● TESTO SELEZIONATO
━━━━━━━━
Rinvio alla Corte europea dei diritti dell’uomo (Cedu)
Che la questione non sia chiusa con le sentenze del 9 febbraio scorso lo dimostra anche un ricorso presentato alla Corte europea dei diritti dell’uomo (Cedu) che ha sede a Strasburgo. Lo ha presentato l’avvocato Mauro Sandri, uno dei relatori che ha dato battaglia all’udienza tenutasi alla Consulta il 30/11/2022. Vista respinta ogni istanza, non si è dato per vinto. Troppe le cose che non si possono accettare, dalla “verità scientifica” dei dati su cui si è basata tutta la narrazione pandemica alla effettiva terzietà nel giudizio della Corte Costituzionale. Secondo Sandri (che ne ha parlato in una intervista su Byoblu), i capisaldi di questo ricorso si basano in particolare sulla “non neutralità” di un organo giudicante che, per due terzi, è di nomina politica, e pertanto non dà garanzia di indipendenza e imparzialità, dovendo giudicare sulle misure legislative adottate dagli stessi soggetti che hanno fatto le nomine (emblematico il caso del giudice D’Alberti di cui si è parlato sopra). Questo aspetto appare in contrasto con l’articolo 6 della Convenzione Europea dei Diritti dell’Uomo, sul diritto a un equo processo, che pone la condizione di un tribunale “indipendente e imparziale”.
━━━━━━━━
● CONTENUTO DEL DATASET
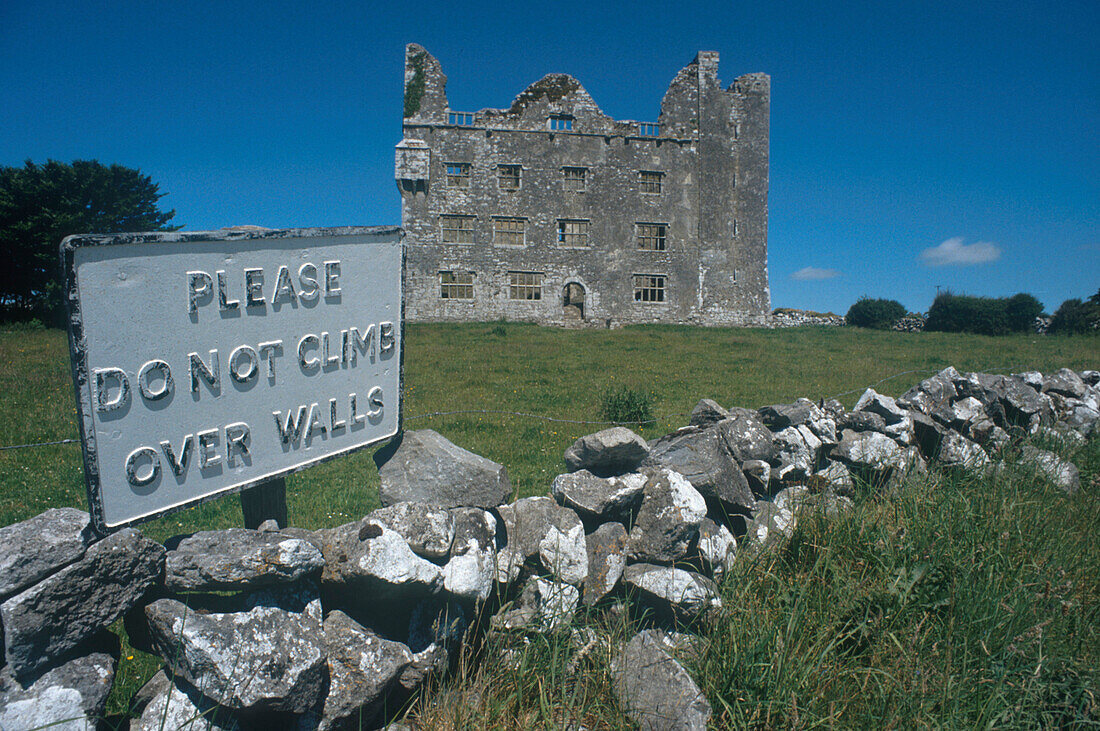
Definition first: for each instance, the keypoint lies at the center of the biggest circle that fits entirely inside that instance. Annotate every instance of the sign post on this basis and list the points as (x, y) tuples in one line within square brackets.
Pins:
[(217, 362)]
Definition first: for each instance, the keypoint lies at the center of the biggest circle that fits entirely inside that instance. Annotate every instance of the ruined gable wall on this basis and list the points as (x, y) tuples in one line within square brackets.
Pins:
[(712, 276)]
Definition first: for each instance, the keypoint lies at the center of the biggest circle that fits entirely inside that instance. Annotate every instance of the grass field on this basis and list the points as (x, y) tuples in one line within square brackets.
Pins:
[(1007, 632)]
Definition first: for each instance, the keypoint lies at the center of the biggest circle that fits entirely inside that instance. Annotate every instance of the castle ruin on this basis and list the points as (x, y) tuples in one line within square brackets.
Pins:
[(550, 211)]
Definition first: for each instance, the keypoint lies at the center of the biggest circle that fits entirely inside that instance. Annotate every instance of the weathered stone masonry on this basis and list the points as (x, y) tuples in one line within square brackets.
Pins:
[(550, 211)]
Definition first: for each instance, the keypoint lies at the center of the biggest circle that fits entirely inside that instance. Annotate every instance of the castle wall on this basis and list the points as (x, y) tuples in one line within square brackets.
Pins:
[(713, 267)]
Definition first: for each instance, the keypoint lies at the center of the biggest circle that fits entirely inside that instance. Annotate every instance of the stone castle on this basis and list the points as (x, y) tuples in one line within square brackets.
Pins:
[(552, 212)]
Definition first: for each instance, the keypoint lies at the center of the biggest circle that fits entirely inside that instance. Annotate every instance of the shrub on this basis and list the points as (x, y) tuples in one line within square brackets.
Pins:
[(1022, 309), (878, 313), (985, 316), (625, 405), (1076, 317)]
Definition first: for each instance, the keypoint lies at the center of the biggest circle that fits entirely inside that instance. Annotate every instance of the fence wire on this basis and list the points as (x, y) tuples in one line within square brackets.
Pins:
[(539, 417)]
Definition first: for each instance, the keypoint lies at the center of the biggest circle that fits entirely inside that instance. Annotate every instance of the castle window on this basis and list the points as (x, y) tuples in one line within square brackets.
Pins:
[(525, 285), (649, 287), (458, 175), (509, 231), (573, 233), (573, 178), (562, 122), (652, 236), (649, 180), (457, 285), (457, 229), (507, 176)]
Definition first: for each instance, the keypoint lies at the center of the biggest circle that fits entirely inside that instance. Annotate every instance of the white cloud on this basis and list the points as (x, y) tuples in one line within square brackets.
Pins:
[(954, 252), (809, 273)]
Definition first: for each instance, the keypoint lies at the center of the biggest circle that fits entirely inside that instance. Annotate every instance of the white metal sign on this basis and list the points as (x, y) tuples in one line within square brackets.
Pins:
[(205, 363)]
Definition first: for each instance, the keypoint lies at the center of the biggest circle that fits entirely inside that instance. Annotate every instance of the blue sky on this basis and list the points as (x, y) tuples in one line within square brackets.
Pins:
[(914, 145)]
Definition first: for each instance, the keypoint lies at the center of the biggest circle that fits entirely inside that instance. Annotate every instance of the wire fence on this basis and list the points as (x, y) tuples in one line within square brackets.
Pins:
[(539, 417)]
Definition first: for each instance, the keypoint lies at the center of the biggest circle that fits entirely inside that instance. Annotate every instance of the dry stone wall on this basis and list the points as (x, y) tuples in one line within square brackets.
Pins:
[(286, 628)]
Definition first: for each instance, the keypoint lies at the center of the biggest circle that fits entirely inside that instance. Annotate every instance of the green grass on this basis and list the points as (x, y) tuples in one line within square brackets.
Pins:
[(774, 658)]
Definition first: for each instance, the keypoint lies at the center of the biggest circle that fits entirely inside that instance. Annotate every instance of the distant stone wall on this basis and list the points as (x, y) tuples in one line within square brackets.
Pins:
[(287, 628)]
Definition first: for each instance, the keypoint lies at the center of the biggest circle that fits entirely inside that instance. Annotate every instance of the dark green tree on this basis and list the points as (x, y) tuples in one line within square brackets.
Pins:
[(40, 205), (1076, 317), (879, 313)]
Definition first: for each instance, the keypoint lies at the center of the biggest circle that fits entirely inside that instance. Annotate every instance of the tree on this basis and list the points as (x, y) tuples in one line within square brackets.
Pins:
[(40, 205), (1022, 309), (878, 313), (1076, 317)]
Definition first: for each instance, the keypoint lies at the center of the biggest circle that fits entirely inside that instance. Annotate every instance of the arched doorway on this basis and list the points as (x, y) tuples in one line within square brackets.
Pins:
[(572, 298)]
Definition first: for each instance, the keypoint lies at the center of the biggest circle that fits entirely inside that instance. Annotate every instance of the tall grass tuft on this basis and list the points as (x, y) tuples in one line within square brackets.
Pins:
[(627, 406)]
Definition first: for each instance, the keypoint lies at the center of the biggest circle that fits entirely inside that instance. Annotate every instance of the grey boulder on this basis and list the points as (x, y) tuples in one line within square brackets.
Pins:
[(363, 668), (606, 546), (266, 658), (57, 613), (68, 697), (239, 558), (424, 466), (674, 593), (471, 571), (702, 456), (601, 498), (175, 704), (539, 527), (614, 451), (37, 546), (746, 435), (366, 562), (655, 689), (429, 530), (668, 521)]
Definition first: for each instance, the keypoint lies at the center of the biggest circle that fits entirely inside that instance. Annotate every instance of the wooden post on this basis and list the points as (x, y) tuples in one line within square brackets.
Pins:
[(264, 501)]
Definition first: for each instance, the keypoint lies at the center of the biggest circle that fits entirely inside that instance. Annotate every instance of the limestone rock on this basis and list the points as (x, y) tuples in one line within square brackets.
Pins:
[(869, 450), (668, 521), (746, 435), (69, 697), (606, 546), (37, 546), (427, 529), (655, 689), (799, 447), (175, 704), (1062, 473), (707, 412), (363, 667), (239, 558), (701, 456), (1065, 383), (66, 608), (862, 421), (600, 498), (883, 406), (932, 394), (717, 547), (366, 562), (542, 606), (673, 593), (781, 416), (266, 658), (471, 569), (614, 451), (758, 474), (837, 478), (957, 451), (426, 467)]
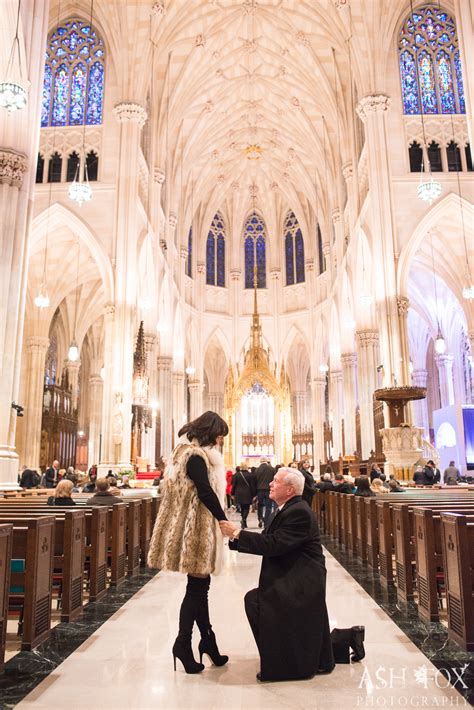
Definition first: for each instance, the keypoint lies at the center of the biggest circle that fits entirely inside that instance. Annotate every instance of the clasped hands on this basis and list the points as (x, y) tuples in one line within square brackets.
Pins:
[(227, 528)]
━━━━━━━━
● IL PROBLEMA
Per favore, prosegui il testo sul ricorso alla Cedu dell'avvocato Sandri, partendo subito dopo l'ultima frase riportata.

● AREA RISPOSTA
Il secondo nodo fondamentale riguarda il rapporto fra le norme volute dal governo Draghi e il diritto europeo, di cui la Corte Costituzionale ha scritto di non tenere conto, nonostante i richiami espliciti e precisi fatti da vari tribunali. La stessa Corte però elenca nella sentenza 15/2023 tutti gli organismi internazionali che si sono spesi per raccomandare le vaccinazioni. Fra questi, viene citato anche il Consiglio d’Europa, relativamente alla necessità di “assicurare una campagna vaccinale efficiente” (risoluzione 2361/2021), salvo dimenticare del tutto che lo stesso documento raccomanda, contestualmente, la necessità di non discriminare chi non può o non vuole vaccinarsi. Altro punto non considerato è quello di garantire che gli organismi di regolamentazione “siano indipendenti e privi di pressioni politiche”. Il pensiero va ad Aifa (uno dei pilastri della “scienza di Stato” su cui si è fondata la Corte), dopo quanto abbiamo potuto constatare nell’emergere dei carteggi interni e col ministro Speranza.
Secondo l’avvocato Sandri è ravvisabile anche un contrasto con l’articolo 8 della Convenzione europea dei diritti dell’uomo, che riconosce il diritto al rispetto della vita privata e familiare senza alcuna ingerenza di una autorità pubblica. A meno che, però, non ricorrano determinate condizioni, per esempio che si tratti di una misura necessaria alla “protezione della salute”.
Va detto, a tale proposito, che in una recente sentenza dell’8/4/2021 la Corte di Strasburgo ha dato ragione alla Repubblica Ceca che ha imposto un obbligo vaccinale pediatrico riguardante 10 malattie, analogo a quello italiano, di cui alla legge Lorenzin del 2017.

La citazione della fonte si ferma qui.